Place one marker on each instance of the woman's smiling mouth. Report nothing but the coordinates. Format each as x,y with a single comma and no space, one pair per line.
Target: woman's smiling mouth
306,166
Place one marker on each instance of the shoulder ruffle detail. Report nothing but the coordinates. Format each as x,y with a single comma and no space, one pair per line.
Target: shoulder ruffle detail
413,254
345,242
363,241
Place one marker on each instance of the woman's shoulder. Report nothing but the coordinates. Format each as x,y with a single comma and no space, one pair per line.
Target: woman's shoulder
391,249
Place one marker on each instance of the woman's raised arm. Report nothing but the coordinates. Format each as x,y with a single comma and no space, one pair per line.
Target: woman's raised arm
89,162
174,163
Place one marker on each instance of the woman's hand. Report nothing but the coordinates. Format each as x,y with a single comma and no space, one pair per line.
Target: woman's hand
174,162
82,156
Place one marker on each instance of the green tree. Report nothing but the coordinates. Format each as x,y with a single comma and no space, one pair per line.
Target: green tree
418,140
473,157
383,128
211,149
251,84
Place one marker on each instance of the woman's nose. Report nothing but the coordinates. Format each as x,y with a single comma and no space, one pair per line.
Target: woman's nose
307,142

▶ **Aim of the task**: Write the entries out again in full, exactly as they appear above.

▶ **Exercise result**:
Place one marker on each instance of the woman's smiling mouth. Report nothing but the coordinates. Format each as x,y with a single comma and no space, one pair per line.
Target: woman's smiling mouth
306,166
Place one marker on each instance of the shoulder ruffle detail. Report nothing but the coordinates. Format each as x,y with a single comma and no space, one pair per line.
Target: shoulder ruffle detail
413,254
345,242
363,241
Place one marker on each instance of the woman's shoulder. Report nothing but the coordinates. Format each as x,y with a single comma and no space, one pair per line.
Target: woman's shoulder
391,249
Place one marker on each instance of the woman's raised arm. Report nothing but the coordinates. Format each as x,y with a single comma and no space, one pair per line.
Target: woman's raised arm
89,162
174,163
Place one marker on each instance of the woman's hand. Report nothing but the coordinates. Format each as x,y with a single comma and no space, one pair per line.
Target: woman's hand
174,162
82,156
Place one marker on each instance of the green tree. Report nothing but the coordinates. Format each as x,y with a single comma and no space, one pair per line.
Target: green tree
418,140
473,157
383,128
211,149
251,84
Place one marker on each instance of the woman's nose. Report nothing but the coordinates. Format each as x,y with a single comma and no space, one pair per line.
Target: woman's nose
307,142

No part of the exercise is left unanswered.